» GIVEN RECORDS:
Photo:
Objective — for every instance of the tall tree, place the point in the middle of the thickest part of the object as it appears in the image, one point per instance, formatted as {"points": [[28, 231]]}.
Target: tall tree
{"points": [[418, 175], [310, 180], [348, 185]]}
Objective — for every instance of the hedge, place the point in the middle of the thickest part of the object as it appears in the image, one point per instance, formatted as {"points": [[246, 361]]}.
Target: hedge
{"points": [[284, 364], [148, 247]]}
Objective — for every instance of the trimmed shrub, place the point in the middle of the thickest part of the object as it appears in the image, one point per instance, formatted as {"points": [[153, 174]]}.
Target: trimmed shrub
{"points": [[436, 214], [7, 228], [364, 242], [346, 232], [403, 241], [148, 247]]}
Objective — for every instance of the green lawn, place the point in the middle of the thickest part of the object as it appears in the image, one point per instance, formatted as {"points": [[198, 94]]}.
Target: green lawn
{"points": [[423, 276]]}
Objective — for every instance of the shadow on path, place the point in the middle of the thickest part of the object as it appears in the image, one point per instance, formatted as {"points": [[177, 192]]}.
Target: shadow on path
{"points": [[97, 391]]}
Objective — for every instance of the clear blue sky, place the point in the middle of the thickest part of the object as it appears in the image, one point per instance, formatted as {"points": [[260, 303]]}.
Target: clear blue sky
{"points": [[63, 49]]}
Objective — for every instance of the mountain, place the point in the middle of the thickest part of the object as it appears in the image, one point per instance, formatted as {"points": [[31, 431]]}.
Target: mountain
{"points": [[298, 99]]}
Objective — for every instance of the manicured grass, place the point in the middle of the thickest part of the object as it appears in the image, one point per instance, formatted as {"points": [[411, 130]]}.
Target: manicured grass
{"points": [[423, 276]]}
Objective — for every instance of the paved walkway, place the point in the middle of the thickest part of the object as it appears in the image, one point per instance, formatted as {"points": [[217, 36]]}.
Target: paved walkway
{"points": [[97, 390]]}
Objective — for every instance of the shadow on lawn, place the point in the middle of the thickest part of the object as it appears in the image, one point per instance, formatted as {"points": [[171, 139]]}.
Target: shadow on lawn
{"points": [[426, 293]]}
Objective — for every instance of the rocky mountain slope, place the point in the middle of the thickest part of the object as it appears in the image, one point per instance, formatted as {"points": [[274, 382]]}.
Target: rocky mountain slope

» EXERCISE OBJECTIVE: Convert all of the data above into a Markdown table with two columns, Row and Line. Number each nonblank line in order and leave out blank lines.

» EXERCISE RESULT:
| Row | Line |
|---|---|
| 1 | Photo: |
| 2 | Objective — for every instance of the tall tree, place the point in the middle of the thickest part of the object as it appears in the image, one point per instance, formatted as {"points": [[28, 231]]}. |
| 3 | Target: tall tree |
| 4 | {"points": [[418, 175], [310, 180], [348, 185]]} |
| 5 | Objective — for every instance of the hedge, place the point in the middle of the thickest part of the object as it appears in the image, one point per instance, formatted as {"points": [[246, 361]]}. |
| 6 | Target: hedge |
| 7 | {"points": [[284, 364], [148, 247]]} |
| 8 | Objective — for every instance of the trimmed shrub, place the point in the middle of the thickest part of the object as it appears in the image, one point per instance, formatted as {"points": [[153, 174]]}. |
| 9 | Target: trimmed shrub |
| 10 | {"points": [[436, 214], [7, 228], [364, 242], [346, 232], [403, 241], [148, 247]]} |
| 11 | Objective — for every instance of the green lawn, place the point in the middle of the thickest part of the object as it appears in the image, one point per instance, formatted as {"points": [[198, 94]]}. |
| 12 | Target: green lawn |
| 13 | {"points": [[423, 276]]} |
| 14 | Objective — for every instance of the shadow on path, place the point in the middle of the thickest part of the object as it appears in the image, one point per instance, formatted as {"points": [[177, 192]]}. |
| 15 | Target: shadow on path |
| 16 | {"points": [[97, 391]]} |
| 17 | Objective — for every instance of the clear blue sky, place the point in the middle of the thickest part of the object as it appears in the image, one point per instance, formatted as {"points": [[260, 303]]}. |
| 18 | Target: clear blue sky |
| 19 | {"points": [[63, 49]]} |
| 20 | Objective — for every instance of the mountain, place the point in the middle of the thickest part of the object as it appears in the image, one point per instance, formatted as {"points": [[31, 431]]}. |
| 21 | Target: mountain |
| 22 | {"points": [[298, 99]]} |
| 23 | Objective — for every instance of the manicured grass, place the point in the middle of the thickest part of the object as it appears in the image, one point per instance, formatted as {"points": [[411, 130]]}. |
| 24 | Target: manicured grass |
| 25 | {"points": [[423, 276]]} |
| 26 | Objective — for every instance of the paved walkway, place the point in the middle of the thickest part of the object as it appears in the image, one point per instance, formatted as {"points": [[217, 36]]}. |
| 27 | Target: paved walkway |
| 28 | {"points": [[97, 390]]} |
| 29 | Objective — for every instance of the shadow on lawn, place the point in the middle of the thickest part of the object as it appears in the image, one point per instance, formatted as {"points": [[171, 139]]}. |
| 30 | Target: shadow on lawn |
| 31 | {"points": [[426, 293]]} |
| 32 | Objective — for every instance of the rocky mountain slope, place the point in the middle of the thickest part of the object as it appears in the image, one point per instance, formatted as {"points": [[274, 382]]}. |
| 33 | Target: rocky mountain slope |